● Short problem:
Copy out all the records exactly.

Data extracted from a collection
**********

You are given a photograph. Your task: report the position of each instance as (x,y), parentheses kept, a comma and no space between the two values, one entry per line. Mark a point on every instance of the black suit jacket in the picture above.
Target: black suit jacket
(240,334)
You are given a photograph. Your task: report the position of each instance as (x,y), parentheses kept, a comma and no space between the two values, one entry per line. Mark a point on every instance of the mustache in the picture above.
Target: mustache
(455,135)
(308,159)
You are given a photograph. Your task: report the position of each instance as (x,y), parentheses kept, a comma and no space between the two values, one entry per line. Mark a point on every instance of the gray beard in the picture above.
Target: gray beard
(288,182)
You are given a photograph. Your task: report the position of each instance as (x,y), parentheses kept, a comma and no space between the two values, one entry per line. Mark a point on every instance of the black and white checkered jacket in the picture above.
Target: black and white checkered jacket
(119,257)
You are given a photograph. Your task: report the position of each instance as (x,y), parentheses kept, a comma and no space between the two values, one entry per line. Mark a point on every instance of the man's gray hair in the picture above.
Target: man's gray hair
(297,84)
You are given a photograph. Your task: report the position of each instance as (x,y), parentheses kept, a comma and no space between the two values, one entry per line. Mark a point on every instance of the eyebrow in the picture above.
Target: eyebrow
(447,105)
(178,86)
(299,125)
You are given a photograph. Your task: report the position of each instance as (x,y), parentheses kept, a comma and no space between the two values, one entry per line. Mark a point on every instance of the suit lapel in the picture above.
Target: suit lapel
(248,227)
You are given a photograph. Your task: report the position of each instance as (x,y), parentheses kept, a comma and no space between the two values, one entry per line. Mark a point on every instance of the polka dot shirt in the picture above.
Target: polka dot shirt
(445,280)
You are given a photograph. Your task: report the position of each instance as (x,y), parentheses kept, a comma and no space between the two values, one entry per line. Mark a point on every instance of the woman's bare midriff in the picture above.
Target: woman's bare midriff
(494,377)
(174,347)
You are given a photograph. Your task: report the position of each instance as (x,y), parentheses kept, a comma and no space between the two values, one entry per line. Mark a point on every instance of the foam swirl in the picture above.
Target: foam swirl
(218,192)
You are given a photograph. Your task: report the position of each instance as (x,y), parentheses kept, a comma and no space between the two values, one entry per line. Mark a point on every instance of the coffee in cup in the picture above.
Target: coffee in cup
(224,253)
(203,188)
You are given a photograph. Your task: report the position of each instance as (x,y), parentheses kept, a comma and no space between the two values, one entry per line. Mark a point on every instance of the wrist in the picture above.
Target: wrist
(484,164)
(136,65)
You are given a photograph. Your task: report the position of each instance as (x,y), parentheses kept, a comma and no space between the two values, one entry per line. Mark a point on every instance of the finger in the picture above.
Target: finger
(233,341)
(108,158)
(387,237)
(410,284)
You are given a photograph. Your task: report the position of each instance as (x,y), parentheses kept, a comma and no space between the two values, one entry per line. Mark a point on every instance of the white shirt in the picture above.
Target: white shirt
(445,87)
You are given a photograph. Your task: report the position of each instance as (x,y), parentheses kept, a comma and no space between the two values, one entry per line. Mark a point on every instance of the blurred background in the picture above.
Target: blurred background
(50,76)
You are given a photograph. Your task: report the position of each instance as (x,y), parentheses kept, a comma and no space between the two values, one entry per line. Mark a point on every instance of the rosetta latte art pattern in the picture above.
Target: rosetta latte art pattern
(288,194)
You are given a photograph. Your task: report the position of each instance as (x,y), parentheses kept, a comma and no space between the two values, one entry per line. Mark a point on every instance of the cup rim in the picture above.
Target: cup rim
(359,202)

**********

● Complete answer:
You are given a photograph. Your task: report the position of each instance as (x,y), parentheses kept, a comma and no space between the two values, one entry per line. Mark a point on every instance of the black suit jacket in the picture above.
Target: black suit jacket
(240,334)
You are given a photograph. Your task: report the position of each instance as (x,y), parentheses kept, a comma and no space between the two values, one entry per line. Mark a point on every instance of the mustache in the picture above.
Target: mustache
(455,135)
(308,159)
You are given a photograph. Your task: report the position of each instance as (x,y), parentheses kept, a comma and no space between the two values, one entry per line. Mark a point on every instance of the gray beard in the picture above.
Target: gray beard
(288,182)
You are given a photograph. Your task: report the position of each instance as (x,y), parentheses kept, a comma and no space between the two values, one entry per line. Mark a point on every instance of the black and white checkered jacket in the picture above.
Target: black and white checkered jacket
(119,257)
You are given a photograph. Your task: report the position of each instance as (x,y), parentheses kept, a comma and no space between the two values, one entry per line. Mark a point on every instance of the man's gray hair in the picture above.
Target: man's gray hair
(297,84)
You are given a photograph. Your task: report the position of each instance as (x,y), parentheses kept, a comma and no space between the two values, one entry per line. Mark a point on every instance of the eyebrow in the picture above.
Target: eyebrow
(447,105)
(178,86)
(299,125)
You are given a photograph. Your task: report the position of each instance as (x,y), parentheses kept, a comma and no space between the two values, one entry per line. Mark a point on every instance of the suit lapel in the picture above.
Target: suit lapel
(248,227)
You are given a photograph. Your task: report the position of each instance as (x,y), parentheses kept, a comma and no space between the two values, one entry per line. Mark a point on every instance of the polka dot shirt in the picture above.
Target: polka dot shirt
(445,280)
You are given a photograph. Your task: report the position of each instance as (x,y), parentheses kept, a comma and no space between the two values, one entry per line. Mark a point on every instance of the woman's bare midriff in the picture above.
Target: woman's bare midriff
(494,377)
(174,347)
You are given a photograph. Your task: report the position of each instance as (x,y), parentheses kept, a comma and no space between the two values, one entry per line. Mark a point on every instance of the foam swirl in the picture above.
Target: foam swirl
(218,192)
You are given a photograph. Your task: report the position of each instance as (x,y), parentheses kept, a comma and no space between the two values, one entry per line. Mark a point on every instance of the coffee in cup in the picture above.
Target: coffee in cup
(224,253)
(203,188)
You are given a photograph. Your task: report the position of each instance as (x,y), parentheses kept, a comma and no space between the two values, one entry per line. Mark a point on every instance of the wrist in the picture above.
Target: wrist
(484,164)
(136,65)
You are given a photograph. Your task: report the position of each instance as (x,y), parentheses kept, a comma and no space between the two values, one entry per line. Mark a point on every instance of the finger in the picture above.
Target: finger
(233,341)
(108,158)
(387,237)
(410,284)
You are given a photograph. Your task: report the position of each instance as (x,y), parentheses kept, a comma and no space between the two values, one entry per line. Mark a point on every instance of the white shirt in the picture above.
Target: white shirt
(445,87)
You are given a photograph. Your task: report the position of each instance as (x,y), parentheses kept, a comma and no space between the two values, one entry per line. Mark a point on every instance of the blurred background in the picture above.
Target: blurred background
(50,76)
You are given a photograph. Your task: report the position of each instance as (x,y), parentheses kept, a comma and no space between the two values, one entry per line. Mark a point on every instance of the rosetta latte art pattern in the picture above.
Target: rosetta latte art pattern
(288,194)
You are given a photograph. Your task: report the position of each instance as (x,y), parentheses kept, a comma and no space between the two values, one entry per line. Mark a point on every instance of the cup rim in the picture above.
Target: cup rim
(359,202)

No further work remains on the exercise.